**GIVEN EXERCISE:** Reproduce, with no changes, the lines of the records from the line containing "Can you see the concrete driveway?" through the line containing "(1241, 195)", inclusive.

= = = =

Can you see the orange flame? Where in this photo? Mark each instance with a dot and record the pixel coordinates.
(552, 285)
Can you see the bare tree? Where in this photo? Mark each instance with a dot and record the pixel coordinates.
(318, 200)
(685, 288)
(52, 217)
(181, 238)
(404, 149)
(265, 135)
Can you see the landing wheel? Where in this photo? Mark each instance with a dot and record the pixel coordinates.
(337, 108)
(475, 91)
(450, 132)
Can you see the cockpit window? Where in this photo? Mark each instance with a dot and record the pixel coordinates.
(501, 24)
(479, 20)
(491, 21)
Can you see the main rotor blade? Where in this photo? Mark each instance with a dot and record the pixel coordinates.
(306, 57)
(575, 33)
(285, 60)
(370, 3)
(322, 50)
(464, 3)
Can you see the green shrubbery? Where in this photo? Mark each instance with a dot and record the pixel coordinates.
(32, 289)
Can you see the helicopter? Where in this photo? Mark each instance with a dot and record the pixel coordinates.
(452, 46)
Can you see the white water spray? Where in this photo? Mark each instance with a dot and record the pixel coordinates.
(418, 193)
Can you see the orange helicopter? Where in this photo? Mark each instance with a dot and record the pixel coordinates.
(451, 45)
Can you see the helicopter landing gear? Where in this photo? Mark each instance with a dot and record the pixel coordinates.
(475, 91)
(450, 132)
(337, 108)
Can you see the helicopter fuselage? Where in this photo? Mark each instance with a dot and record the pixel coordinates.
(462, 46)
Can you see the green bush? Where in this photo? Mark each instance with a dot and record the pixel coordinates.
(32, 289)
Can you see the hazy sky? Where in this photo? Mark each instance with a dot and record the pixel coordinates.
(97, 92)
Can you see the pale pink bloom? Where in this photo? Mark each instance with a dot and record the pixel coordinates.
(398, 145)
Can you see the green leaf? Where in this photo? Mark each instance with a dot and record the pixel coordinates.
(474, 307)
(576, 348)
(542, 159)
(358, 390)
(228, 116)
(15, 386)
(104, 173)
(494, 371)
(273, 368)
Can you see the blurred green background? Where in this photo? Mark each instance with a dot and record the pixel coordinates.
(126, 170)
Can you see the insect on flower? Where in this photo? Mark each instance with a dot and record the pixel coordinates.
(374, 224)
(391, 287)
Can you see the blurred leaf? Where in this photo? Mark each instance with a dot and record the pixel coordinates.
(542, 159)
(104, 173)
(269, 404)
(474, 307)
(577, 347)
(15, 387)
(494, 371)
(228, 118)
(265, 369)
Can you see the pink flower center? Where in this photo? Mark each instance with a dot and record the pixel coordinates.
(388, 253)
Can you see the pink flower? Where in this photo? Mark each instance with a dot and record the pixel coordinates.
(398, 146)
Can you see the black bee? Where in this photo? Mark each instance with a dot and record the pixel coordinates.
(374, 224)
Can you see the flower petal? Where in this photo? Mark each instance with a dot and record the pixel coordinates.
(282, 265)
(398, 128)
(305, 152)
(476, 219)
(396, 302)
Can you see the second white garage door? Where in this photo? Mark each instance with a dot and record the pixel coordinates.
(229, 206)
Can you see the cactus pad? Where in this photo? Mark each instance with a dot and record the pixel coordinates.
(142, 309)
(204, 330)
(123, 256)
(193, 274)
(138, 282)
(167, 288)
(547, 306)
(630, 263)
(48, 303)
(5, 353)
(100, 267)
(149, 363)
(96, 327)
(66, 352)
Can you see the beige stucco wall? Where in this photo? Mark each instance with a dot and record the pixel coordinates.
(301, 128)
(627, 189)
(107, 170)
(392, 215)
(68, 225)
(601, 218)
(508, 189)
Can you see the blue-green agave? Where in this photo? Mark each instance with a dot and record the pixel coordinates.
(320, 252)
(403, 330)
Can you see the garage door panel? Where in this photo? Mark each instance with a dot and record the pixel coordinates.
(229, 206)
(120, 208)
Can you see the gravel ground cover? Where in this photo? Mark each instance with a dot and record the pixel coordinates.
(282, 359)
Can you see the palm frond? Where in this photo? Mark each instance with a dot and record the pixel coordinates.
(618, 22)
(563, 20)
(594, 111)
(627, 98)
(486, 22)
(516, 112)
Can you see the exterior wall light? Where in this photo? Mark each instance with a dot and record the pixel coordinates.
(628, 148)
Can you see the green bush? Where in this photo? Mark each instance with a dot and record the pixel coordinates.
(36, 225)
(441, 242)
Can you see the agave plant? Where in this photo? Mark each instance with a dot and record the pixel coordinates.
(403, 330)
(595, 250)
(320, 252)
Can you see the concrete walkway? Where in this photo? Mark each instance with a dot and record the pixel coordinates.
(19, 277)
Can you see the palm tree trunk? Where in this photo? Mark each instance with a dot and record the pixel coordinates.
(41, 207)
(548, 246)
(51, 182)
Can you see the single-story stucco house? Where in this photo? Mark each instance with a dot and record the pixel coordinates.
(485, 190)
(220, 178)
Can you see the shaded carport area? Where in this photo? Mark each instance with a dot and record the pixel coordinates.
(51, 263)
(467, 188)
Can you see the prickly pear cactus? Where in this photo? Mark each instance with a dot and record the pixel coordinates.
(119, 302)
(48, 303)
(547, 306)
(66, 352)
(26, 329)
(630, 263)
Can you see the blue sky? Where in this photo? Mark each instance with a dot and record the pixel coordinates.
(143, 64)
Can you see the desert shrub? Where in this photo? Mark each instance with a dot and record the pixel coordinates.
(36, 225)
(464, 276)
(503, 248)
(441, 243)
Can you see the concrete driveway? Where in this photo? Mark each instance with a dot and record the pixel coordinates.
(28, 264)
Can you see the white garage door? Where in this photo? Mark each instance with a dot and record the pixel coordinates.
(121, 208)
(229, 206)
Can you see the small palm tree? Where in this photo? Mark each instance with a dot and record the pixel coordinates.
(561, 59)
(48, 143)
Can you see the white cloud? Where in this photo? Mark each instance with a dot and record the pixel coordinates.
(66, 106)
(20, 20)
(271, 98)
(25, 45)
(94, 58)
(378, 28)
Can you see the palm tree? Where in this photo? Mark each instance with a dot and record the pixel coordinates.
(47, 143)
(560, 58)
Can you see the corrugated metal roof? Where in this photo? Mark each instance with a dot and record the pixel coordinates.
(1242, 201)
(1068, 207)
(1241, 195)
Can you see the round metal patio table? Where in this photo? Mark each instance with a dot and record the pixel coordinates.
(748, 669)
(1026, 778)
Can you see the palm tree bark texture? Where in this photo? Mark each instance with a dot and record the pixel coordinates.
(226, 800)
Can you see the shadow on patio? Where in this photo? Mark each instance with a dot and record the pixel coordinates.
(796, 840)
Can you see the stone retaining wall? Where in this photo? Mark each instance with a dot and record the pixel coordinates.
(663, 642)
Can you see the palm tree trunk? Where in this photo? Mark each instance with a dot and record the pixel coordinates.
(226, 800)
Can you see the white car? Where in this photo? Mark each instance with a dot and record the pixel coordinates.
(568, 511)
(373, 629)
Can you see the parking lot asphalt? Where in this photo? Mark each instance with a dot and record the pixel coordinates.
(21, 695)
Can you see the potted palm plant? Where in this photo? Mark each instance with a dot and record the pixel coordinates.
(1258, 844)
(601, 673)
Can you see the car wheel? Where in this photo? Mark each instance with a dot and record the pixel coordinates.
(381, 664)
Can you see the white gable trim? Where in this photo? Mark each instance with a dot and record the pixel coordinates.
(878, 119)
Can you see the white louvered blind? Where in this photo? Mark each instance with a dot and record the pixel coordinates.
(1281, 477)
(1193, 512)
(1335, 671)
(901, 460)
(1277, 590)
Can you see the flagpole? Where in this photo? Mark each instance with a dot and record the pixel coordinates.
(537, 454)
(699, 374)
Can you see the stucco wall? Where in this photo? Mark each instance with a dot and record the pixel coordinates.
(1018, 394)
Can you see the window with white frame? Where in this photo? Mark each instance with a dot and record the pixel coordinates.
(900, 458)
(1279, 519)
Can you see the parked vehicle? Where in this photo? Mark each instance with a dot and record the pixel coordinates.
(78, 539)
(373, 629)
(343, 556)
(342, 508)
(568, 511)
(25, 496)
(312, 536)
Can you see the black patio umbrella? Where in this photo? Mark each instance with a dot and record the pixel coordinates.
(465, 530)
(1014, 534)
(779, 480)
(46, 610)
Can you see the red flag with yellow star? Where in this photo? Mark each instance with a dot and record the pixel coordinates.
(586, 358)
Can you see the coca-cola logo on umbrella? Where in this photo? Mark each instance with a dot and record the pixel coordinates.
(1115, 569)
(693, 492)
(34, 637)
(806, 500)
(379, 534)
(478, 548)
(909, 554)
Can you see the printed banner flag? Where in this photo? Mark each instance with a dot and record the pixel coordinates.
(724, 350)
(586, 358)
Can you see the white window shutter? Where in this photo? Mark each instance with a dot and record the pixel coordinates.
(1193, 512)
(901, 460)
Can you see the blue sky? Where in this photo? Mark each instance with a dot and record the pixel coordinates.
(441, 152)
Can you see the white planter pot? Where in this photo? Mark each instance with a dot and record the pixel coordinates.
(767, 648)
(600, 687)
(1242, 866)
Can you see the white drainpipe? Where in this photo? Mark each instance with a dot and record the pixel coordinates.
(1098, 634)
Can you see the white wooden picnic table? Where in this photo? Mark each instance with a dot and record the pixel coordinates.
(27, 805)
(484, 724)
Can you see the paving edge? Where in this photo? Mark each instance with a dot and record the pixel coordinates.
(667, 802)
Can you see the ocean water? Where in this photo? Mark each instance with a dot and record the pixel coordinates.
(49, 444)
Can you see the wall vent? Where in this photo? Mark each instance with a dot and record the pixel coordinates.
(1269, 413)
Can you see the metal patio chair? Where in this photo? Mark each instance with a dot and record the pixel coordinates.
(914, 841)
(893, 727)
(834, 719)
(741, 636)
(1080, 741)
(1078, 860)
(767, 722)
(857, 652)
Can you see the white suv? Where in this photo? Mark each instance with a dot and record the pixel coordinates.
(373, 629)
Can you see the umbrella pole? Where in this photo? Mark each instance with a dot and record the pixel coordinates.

= = = =

**ANSWER TO THE PROBLEM:**
Can you see the concrete driveway? Where in this photo? Mark each instance with a dot and record the pixel coordinates.
(28, 264)
Can you see the white garage door? Where in this photo? Mark each instance with a dot and record the pixel coordinates.
(121, 208)
(229, 206)
Can you see the small palm tree? Where in this photo? Mark each instance with a dot and record the pixel coordinates.
(561, 59)
(48, 143)
Can you see the white cloud? Where in this photo? Mark each instance with a dot and record the pixel coordinates.
(66, 106)
(20, 20)
(271, 98)
(25, 45)
(94, 58)
(378, 28)
Can you see the palm tree? Where in this photo? Mark each instance with a dot and record the pixel coordinates.
(47, 143)
(560, 58)
Can you see the corrugated metal roof? Where in this photo? Mark each instance with a dot and record the pixel coordinates.
(1242, 201)
(1068, 207)
(1241, 195)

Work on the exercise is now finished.